▶ **УСЛОВИЕ ЗАДАЧИ**
Чего, согласно тексту о стремлении к счастью, может не хватать еноту, чтобы удовлетворить его стремление к чистоте?

▶ **ТЕКСТ ДЛЯ ЧТЕНИЯ**
▼▼▼

Если существо не может удовлетворить свое стремление, будь оно каким угодно, хотя бы только индивидуализирующим и отличающим его сущность от ряда других, оно становится недовольным, мрачным, печальным и несчастным, как, например, енот в тех случаях, когда он не имеет достаточно воды, чтобы удовлетворить отличающее его стремление к чистоте, хотя бы ни в чем ином он не чувствовал недостатка. Любое стремление есть стремление к счастью как во всех других ощущающих существах, так и в человеке, и поэтому оно может овладеть им настолько, что его удовлетворение будет обозначать для него единственное полное счастье, ибо любой предмет, которого он желает и к которому он стремится, является чем-то осчастливливающим человека, поскольку он удовлетворяет это стремление, утоляет его желание; и только потому, что он является таковым, к нему стремятся и его желают.

▲▲▲

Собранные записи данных
▼▼▼

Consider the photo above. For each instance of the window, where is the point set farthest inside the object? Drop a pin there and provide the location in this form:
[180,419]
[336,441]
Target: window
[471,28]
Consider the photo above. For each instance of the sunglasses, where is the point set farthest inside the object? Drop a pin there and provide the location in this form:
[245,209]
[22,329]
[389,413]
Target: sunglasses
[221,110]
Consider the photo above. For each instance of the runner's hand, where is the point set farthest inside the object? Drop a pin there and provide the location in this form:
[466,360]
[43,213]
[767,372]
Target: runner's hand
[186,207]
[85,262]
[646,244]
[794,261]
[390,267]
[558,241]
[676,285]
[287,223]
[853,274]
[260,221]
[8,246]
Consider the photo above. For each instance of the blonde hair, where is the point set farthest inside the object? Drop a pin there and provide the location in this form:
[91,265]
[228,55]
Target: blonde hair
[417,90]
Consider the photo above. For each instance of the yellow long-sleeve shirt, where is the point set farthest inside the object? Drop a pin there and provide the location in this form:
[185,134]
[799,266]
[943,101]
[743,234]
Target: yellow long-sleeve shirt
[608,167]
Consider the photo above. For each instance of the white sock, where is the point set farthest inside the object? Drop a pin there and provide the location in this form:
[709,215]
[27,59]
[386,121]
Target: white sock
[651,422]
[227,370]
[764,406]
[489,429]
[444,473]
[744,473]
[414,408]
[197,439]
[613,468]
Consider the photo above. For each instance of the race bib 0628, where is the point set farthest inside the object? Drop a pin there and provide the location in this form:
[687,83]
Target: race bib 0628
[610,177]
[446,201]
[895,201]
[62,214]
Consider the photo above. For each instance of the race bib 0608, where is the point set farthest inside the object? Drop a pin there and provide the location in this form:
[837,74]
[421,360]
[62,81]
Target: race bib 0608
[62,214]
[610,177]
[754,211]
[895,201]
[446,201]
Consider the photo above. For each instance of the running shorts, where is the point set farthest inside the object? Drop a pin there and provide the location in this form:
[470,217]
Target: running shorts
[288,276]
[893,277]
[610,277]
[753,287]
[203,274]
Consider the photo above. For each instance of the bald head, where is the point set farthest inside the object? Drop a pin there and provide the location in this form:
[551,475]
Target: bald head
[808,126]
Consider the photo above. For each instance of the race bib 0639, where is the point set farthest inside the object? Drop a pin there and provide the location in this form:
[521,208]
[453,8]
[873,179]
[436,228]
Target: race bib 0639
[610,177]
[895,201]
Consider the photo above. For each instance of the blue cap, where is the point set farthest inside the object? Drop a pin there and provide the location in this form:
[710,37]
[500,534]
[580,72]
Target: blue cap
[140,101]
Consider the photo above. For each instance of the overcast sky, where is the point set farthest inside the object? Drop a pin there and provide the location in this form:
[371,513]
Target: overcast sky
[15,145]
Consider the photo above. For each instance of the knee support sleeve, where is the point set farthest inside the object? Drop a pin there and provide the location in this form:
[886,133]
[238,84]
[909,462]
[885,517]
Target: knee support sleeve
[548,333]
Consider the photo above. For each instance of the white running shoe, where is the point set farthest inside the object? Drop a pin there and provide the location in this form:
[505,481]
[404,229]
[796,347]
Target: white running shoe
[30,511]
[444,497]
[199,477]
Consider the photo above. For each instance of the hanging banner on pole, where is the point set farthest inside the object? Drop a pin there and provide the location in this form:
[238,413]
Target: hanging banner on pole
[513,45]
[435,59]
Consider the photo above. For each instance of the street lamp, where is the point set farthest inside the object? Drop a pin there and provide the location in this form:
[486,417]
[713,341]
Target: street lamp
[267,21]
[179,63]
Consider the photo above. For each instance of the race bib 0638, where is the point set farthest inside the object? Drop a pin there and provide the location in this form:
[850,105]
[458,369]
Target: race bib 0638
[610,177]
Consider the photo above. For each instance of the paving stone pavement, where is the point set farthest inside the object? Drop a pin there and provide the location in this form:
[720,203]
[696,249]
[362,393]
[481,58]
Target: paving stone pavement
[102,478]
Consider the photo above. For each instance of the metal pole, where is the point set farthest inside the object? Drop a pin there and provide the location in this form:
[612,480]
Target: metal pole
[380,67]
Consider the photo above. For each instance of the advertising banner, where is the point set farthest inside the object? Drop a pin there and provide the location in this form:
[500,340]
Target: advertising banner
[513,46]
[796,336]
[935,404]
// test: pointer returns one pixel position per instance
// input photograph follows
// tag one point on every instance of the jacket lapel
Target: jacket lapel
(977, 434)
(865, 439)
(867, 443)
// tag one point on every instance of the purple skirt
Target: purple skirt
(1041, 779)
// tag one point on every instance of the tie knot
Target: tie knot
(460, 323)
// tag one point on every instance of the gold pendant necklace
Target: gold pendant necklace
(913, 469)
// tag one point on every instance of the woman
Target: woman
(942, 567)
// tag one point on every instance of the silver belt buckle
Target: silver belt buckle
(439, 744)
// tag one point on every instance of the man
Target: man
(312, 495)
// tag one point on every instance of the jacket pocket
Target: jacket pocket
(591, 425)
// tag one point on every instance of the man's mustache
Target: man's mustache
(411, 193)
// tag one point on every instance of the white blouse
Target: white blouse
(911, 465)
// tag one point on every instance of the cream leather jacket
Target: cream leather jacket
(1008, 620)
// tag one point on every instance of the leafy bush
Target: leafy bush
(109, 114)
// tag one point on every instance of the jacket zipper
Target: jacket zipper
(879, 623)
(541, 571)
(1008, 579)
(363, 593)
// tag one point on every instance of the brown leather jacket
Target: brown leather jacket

▲▲▲

▶ **ОТВЕТ К УПРАЖНЕНИЮ**
Достаточного количества воды.